> **Document passage**:
━━━
Without scientific competition and open debate, much psychology research goes nowhere
In its idealized form, science resembles a championship boxing match. Theories square off, each vying for the gold belt engraved with “Truth.” Under the stern eyes of a host of referees, one theory triumphs by best explaining available evidence — at least until the next bout.
But in the real world, science sometimes works more like a fashion show. Researchers clothe plausible explanations of experimental findings in glittery statistical suits and gowns. These gussied-up hypotheses charm journal editors and attract media coverage with carefully orchestrated runway struts, never having to battle competitors.
Then there’s psychology. Even more than other social scientists — and certainly more than physical scientists — psychologists tend to overlook or dismiss hypotheses that might topple their own, says Klaus Fiedler of the University of Heidelberg in Germany. They explain experimental findings with ambiguous terms that make no testable predictions at all; they build careers on theories that have never bested a competitor in a fair scientific fight. In many cases, no one knows or bothers to check how much common ground one theory shares with others that address the same topic. Problems like these, Fiedler and his colleagues contended last November in Perspectives in Psychological Science, afflict sets of related theories about such psychological phenomena as memory and decision making. In the end, that affects how well these phenomena are understood.
━━━
> **Given data**:
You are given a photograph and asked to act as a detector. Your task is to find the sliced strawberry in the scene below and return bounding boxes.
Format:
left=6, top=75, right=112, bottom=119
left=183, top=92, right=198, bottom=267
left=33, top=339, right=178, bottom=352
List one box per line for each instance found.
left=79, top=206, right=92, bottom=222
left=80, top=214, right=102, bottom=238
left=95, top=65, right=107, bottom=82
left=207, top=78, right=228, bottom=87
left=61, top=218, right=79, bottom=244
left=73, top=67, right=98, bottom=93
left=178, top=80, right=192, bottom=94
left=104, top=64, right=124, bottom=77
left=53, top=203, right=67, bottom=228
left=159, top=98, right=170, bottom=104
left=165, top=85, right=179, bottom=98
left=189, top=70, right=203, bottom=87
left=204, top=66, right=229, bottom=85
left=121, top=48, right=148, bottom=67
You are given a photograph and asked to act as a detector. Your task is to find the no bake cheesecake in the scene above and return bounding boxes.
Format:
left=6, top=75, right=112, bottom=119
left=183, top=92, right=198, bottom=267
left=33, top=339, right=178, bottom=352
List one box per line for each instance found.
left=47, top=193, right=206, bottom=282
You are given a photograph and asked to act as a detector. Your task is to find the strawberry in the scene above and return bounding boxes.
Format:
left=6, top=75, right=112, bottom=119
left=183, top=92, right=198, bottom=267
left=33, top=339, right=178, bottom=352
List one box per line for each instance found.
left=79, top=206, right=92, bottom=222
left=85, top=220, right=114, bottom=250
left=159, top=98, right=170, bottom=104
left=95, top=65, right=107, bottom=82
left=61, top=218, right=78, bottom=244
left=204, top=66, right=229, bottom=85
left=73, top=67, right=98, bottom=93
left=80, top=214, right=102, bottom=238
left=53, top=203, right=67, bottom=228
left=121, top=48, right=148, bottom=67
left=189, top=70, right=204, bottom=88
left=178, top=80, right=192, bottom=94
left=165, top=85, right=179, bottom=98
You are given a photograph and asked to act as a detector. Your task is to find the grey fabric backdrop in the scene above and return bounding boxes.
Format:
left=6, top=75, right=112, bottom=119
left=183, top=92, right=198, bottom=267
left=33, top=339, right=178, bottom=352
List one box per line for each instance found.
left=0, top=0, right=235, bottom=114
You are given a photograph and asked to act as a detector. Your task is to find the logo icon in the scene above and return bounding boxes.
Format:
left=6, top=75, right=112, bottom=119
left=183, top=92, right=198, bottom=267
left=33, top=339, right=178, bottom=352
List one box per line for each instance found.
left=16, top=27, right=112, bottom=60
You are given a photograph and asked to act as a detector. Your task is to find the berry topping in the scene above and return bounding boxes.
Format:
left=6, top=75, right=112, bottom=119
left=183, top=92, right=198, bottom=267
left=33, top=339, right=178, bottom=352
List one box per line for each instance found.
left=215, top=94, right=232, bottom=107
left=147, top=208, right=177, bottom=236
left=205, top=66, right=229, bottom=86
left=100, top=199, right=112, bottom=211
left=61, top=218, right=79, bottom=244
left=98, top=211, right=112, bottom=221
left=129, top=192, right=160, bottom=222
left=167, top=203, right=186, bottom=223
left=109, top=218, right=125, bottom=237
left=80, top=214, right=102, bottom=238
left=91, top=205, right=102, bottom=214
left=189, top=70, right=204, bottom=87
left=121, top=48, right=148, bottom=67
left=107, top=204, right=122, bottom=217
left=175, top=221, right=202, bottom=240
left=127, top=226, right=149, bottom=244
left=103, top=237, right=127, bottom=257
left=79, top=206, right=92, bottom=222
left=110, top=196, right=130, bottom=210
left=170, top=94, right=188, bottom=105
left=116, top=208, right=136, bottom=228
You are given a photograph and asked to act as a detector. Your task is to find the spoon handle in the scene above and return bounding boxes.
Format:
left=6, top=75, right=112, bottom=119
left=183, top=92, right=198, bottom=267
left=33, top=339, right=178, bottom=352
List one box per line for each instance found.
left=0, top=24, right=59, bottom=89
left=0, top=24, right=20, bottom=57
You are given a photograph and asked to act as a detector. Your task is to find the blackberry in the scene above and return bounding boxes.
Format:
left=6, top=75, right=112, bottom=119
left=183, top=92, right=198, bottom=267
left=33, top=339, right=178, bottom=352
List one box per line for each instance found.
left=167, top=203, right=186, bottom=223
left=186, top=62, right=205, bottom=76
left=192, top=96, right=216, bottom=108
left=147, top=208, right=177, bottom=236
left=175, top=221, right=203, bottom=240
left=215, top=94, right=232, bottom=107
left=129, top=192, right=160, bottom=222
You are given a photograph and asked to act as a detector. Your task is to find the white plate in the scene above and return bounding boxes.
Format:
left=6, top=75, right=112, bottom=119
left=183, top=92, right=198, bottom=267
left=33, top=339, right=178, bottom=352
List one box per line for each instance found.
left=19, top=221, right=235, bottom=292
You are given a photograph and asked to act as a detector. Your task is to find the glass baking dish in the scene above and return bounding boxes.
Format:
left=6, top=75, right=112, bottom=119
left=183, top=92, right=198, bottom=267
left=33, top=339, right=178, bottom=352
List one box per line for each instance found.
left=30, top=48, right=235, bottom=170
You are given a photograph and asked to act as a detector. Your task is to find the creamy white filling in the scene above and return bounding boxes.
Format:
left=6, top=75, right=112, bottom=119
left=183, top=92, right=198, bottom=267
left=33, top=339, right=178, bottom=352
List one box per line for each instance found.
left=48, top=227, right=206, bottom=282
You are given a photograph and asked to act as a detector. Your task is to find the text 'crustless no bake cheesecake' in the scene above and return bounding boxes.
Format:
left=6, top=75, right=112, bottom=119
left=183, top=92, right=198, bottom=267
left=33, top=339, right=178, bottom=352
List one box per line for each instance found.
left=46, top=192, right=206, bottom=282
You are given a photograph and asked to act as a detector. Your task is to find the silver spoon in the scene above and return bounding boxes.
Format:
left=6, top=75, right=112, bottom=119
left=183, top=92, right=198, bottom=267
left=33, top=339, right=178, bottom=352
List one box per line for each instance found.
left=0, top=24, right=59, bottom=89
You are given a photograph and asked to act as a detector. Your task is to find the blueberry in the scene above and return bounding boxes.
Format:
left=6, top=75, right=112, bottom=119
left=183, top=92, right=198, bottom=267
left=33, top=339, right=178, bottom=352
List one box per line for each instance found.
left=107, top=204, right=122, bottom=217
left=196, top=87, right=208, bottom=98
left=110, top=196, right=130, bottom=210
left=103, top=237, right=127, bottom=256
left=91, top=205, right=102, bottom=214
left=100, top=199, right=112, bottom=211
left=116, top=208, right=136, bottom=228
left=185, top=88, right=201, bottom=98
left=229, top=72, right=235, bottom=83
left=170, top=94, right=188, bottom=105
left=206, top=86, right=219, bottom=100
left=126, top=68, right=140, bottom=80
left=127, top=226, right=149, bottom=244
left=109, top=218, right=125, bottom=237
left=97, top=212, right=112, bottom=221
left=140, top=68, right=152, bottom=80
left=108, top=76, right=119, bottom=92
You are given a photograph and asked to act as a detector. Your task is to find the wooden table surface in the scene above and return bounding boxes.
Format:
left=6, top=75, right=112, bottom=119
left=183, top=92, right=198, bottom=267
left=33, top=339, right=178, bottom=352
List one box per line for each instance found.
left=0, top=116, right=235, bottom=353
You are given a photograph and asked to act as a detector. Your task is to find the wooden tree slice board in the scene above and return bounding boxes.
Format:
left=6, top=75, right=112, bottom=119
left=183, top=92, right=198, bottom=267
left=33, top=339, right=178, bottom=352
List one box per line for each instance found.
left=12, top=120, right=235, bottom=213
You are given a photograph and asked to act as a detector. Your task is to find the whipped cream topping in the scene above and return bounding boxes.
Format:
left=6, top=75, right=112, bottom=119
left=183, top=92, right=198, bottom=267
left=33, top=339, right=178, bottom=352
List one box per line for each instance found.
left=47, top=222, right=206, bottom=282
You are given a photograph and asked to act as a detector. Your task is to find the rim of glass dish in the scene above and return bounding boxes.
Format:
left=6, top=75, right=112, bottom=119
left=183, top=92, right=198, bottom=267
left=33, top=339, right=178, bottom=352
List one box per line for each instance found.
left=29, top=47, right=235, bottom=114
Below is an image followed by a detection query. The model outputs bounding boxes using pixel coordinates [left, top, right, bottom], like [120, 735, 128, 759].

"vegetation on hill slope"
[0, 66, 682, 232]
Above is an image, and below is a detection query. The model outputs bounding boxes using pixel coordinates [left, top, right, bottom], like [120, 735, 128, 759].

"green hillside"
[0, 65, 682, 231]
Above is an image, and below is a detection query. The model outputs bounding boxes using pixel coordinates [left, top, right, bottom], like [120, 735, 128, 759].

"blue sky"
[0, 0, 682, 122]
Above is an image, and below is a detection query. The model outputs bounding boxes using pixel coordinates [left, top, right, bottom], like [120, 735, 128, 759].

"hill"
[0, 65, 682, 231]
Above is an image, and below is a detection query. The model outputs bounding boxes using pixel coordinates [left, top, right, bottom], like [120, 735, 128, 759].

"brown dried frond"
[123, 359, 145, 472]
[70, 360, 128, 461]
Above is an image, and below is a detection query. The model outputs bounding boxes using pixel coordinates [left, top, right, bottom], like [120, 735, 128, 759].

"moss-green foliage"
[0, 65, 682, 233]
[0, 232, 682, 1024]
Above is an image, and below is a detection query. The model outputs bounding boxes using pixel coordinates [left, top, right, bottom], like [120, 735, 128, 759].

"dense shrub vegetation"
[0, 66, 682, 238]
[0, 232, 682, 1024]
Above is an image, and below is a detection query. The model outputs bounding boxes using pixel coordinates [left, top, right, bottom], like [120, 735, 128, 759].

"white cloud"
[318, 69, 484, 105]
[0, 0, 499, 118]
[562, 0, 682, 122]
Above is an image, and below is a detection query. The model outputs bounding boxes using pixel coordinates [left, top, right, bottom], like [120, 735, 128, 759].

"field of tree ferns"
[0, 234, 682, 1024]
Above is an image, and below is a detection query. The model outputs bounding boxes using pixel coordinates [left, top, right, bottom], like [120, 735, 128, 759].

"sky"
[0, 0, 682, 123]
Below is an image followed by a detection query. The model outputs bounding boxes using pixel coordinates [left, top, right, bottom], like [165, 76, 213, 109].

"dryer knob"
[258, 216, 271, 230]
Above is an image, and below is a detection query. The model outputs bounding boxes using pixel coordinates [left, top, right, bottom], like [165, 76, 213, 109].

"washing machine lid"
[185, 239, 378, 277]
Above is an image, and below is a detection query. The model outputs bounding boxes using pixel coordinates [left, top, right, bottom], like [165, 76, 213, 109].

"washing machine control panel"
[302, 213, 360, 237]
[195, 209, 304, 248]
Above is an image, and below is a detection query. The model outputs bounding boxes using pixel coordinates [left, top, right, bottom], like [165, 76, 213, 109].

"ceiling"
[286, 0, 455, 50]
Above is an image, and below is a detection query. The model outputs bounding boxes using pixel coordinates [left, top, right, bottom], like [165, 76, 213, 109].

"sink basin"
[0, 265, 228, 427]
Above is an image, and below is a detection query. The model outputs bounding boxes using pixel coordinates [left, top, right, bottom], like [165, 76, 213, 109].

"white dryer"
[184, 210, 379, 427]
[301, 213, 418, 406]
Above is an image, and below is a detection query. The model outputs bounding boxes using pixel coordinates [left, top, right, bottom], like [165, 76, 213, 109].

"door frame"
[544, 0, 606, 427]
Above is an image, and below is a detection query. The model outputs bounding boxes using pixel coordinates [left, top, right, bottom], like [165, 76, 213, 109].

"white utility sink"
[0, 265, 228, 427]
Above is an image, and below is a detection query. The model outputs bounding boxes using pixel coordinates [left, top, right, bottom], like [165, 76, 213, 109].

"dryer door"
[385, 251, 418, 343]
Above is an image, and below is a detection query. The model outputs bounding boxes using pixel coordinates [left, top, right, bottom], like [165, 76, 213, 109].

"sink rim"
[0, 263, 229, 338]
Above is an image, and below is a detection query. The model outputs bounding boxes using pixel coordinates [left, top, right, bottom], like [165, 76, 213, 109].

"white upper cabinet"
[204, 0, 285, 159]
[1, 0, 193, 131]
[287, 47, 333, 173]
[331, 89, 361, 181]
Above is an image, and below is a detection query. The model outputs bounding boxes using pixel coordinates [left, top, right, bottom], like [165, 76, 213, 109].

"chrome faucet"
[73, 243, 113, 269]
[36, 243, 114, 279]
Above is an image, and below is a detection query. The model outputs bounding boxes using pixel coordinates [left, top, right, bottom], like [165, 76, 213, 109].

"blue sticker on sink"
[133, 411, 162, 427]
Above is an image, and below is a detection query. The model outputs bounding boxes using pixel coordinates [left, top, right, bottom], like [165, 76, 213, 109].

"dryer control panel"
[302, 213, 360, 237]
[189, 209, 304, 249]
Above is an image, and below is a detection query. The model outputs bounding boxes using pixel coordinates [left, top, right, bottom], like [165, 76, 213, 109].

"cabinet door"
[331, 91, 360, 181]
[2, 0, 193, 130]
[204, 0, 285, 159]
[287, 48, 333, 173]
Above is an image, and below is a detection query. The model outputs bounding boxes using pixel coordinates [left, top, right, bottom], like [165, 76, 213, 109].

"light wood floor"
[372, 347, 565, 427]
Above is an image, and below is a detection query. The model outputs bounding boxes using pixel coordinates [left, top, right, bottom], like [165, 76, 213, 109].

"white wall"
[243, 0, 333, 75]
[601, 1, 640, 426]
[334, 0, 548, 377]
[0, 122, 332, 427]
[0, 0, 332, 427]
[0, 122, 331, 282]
━━━
> **Stated problem 1**:
In the article on psychology research, where did Fiedler and his colleagues make their argument, and when?
> **Stated problem 2**:
List every problem that the article on psychology research attributes to psychologists and their theories in its last paragraph.
> **Stated problem 3**:
Continue the article on psychology research from the point where it stops.
The data aren't needed for any of this.

> **Task response 1**:
In Perspectives in Psychological Science, last November.

> **Task response 2**:
- They tend to overlook or dismiss hypotheses that might topple their own.
- They explain experimental findings with ambiguous terms that make no testable predictions.
- They build careers on theories that have never bested a competitor in a fair scientific fight.
- Often no one knows or checks how much common ground one theory shares with others on the same topic.

> **Task response 3**:
Fiedler’s critique comes at a time when psychologists are making a well-publicized effort to clean up their research procedures, as described in several reports published alongside his paper. In fact, researchers generally concede that many published psychology studies have been conducted in ways that conceal their statistical frailty — and thus the validity of their conclusions. But Fiedler suspects the new push to sanitize psychology’s statistical house won’t make much difference in the long run. Findings published in big-time journals draw enough media coverage to bring the scrutiny of other researchers, who eventually expose bogus and overblown effects. “Advances in psychology will depend more on open-minded theoretical thinking than on better monitoring of statistical practices,” he says.
When Fiedler gives talks to groups of psychologists, he tries to identify open-minded theoretical thinkers by posing a couple of questions.
First, he asks audience members to name a published study in which investigators uncovered an interesting, statistically significant effect that vanished in later reports. In a seminar conducted last year by Fiedler at a major Dutch university, 38 research psychologists had no problem citing flash-in-the-pan findings. Many remembered a well-known but now contested report that college students react to subtle reminders of old age by walking more slowly, allegedly because healthy young people unconsciously act out prompted stereotypes of the elderly (SN: 5/19/12, p. 26).
In that experiment, student volunteers were timed walking down a corridor after unscrambling sentences that, for one group, contained senior citizen–related words such as wrinkle and Florida. Researchers who conducted the investigation concluded that students weren’t aware of having registered the stereotypical words, but still acted out an elderly stereotype by slowing their pace shortly after the reading exercise.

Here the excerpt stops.